# DATA SECTION
- Opening Delimiter -
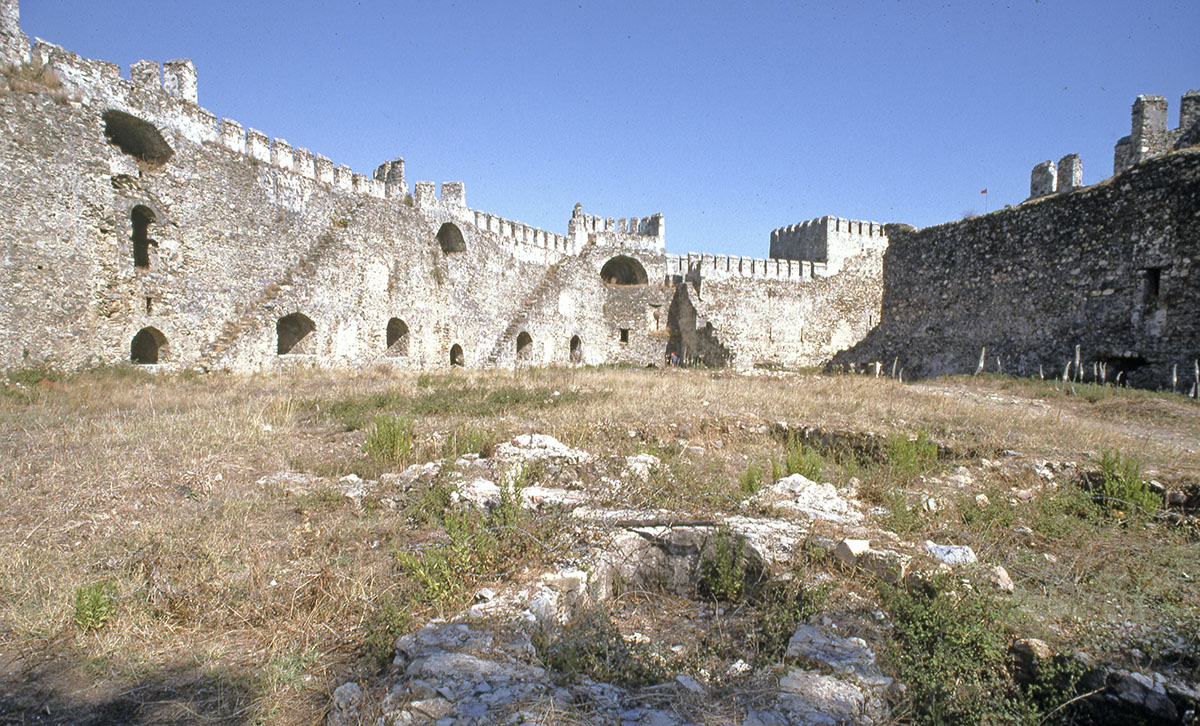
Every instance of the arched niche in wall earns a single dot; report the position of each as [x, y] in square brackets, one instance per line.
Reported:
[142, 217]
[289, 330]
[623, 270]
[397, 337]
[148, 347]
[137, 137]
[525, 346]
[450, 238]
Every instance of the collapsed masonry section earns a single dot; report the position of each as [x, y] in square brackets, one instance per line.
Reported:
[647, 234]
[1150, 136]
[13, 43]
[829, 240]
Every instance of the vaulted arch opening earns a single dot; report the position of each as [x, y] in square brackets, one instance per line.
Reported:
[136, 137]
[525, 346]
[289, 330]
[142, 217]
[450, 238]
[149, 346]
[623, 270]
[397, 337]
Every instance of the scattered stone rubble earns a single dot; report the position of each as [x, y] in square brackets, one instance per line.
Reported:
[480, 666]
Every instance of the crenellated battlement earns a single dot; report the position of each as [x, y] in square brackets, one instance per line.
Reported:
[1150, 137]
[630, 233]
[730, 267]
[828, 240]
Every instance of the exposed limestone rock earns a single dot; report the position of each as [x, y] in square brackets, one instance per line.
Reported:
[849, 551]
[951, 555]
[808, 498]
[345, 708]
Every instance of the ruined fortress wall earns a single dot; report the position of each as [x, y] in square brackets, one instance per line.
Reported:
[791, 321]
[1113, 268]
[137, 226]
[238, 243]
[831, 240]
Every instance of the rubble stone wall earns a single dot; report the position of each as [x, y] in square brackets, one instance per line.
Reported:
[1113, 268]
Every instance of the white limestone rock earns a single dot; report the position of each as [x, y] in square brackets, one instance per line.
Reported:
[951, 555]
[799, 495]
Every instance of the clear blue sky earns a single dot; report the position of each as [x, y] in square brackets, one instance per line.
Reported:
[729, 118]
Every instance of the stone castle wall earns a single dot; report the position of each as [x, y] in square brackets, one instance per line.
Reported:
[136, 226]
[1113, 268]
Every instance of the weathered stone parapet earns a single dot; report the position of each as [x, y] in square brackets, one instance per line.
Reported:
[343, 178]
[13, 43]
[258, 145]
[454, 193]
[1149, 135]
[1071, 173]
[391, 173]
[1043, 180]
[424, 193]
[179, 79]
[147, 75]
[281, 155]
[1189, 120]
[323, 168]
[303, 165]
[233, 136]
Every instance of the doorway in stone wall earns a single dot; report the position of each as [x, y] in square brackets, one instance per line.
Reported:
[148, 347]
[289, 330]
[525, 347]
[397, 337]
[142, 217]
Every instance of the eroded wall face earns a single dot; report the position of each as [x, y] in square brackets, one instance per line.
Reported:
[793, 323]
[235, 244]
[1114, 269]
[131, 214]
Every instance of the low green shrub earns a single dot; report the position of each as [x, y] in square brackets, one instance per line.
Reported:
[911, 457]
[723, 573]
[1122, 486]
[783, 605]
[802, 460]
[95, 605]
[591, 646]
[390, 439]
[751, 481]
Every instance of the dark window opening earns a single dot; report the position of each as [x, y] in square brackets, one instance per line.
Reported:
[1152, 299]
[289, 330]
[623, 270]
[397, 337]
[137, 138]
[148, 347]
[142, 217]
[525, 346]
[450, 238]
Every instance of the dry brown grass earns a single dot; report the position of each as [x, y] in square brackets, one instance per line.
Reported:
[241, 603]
- Closing Delimiter -
- Opening Delimiter -
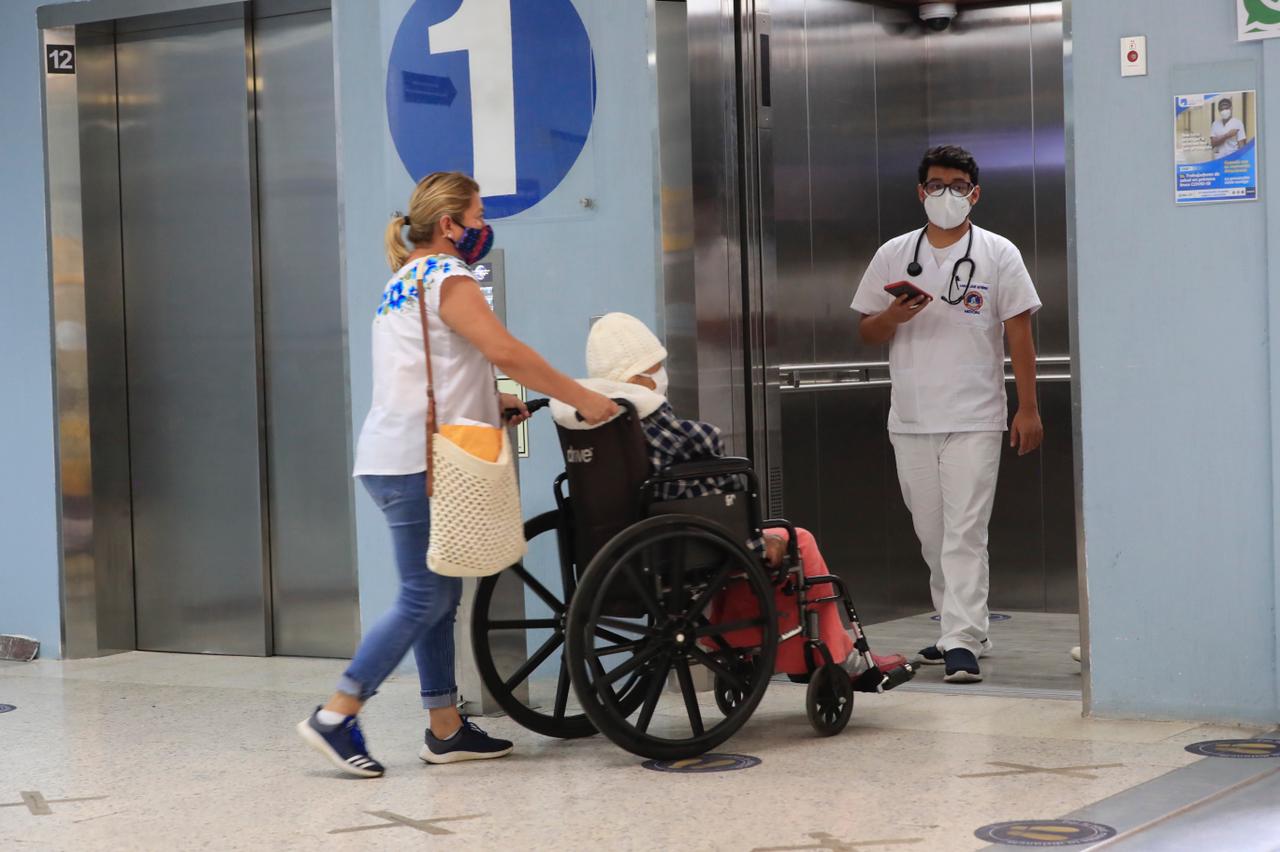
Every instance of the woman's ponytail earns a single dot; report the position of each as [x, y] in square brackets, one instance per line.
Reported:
- Closing Delimiter -
# ABOUT THIS TASK
Word for word, restate the lines above from the line containing "Every instance of the rubble" through the line containing "Every instance of the weathered", with both included and nothing else.

# SOLVED PROBLEM
Every instance of the rubble stone wall earns a single dot; report the position of each as [x, y] in square brackets, one instance per line.
Reported:
[1113, 268]
Every instance of the white limestone rock earns a single dot; report the position of each as [x, y] in square brackets, one instance per line.
Reported:
[951, 555]
[799, 495]
Every instance of the clear blue sky earns a single dot; report the position of each as [x, y] in square brackets, one instance per line.
Reported:
[729, 118]
Every instance of the stone castle wall earns a single dot; report the position of each as [x, y] in square brackets, one instance per line.
Reported:
[136, 226]
[1113, 268]
Every instance of the weathered stone parapet earns a single dot; report the position of each as [x, y] in square brackets, one instance per line.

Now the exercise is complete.